RECORDS SHOWN
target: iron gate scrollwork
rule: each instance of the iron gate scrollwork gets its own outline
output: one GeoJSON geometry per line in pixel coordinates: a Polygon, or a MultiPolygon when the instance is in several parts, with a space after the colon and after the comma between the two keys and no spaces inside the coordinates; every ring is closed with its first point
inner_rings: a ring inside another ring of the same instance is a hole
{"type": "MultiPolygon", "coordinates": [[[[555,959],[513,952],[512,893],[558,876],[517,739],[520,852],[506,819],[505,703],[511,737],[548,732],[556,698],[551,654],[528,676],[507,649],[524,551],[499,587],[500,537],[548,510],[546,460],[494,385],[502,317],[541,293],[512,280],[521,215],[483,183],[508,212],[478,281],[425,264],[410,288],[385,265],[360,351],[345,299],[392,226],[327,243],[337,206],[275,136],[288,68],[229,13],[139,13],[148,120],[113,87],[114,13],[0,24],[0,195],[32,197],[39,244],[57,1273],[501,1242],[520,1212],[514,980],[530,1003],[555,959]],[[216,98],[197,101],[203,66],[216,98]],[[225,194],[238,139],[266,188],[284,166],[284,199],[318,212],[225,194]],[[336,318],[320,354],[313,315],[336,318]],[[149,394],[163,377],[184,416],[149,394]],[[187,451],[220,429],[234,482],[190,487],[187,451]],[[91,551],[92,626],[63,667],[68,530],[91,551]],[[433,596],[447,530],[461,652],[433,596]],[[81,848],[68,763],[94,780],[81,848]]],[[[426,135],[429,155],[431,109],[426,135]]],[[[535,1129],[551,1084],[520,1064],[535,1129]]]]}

EXERCISE
Only the line containing "rule: each instance" and the lines after it, up to and including the last line of the data, should appear in the answer, exactly as written.

OUTPUT
rule: each instance of the iron gate scrollwork gets its own outline
output: one GeoJSON geometry per line in pixel coordinates: a Polygon, or a MultiPolygon when the instance is in several parts, with a space after the colon and after the comma between the two keys and no spaces inside the coordinates; every ring is closed with its first point
inner_rings: a ring inside another ring of the same instance is a hole
{"type": "MultiPolygon", "coordinates": [[[[555,959],[513,952],[512,893],[558,876],[517,739],[520,852],[506,819],[505,703],[511,737],[548,732],[556,698],[551,654],[528,676],[507,649],[524,551],[499,587],[500,537],[548,510],[546,460],[494,385],[502,317],[541,293],[512,280],[521,215],[483,183],[508,212],[478,281],[425,264],[410,288],[385,265],[360,351],[345,299],[392,226],[327,243],[337,206],[275,136],[288,68],[229,13],[139,13],[148,120],[113,87],[114,13],[0,24],[0,195],[32,197],[39,244],[57,1273],[501,1242],[520,1212],[514,980],[530,1003],[555,959]],[[216,98],[197,101],[203,66],[216,98]],[[225,194],[238,139],[266,188],[284,166],[284,199],[318,212],[225,194]],[[336,318],[320,354],[313,315],[336,318]],[[149,394],[163,377],[184,416],[149,394]],[[187,451],[220,429],[234,482],[190,487],[187,451]],[[91,551],[92,626],[63,667],[68,530],[91,551]],[[433,596],[447,530],[461,652],[433,596]],[[81,848],[68,763],[94,780],[81,848]]],[[[426,135],[429,155],[431,109],[426,135]]],[[[535,1129],[551,1084],[520,1064],[535,1129]]]]}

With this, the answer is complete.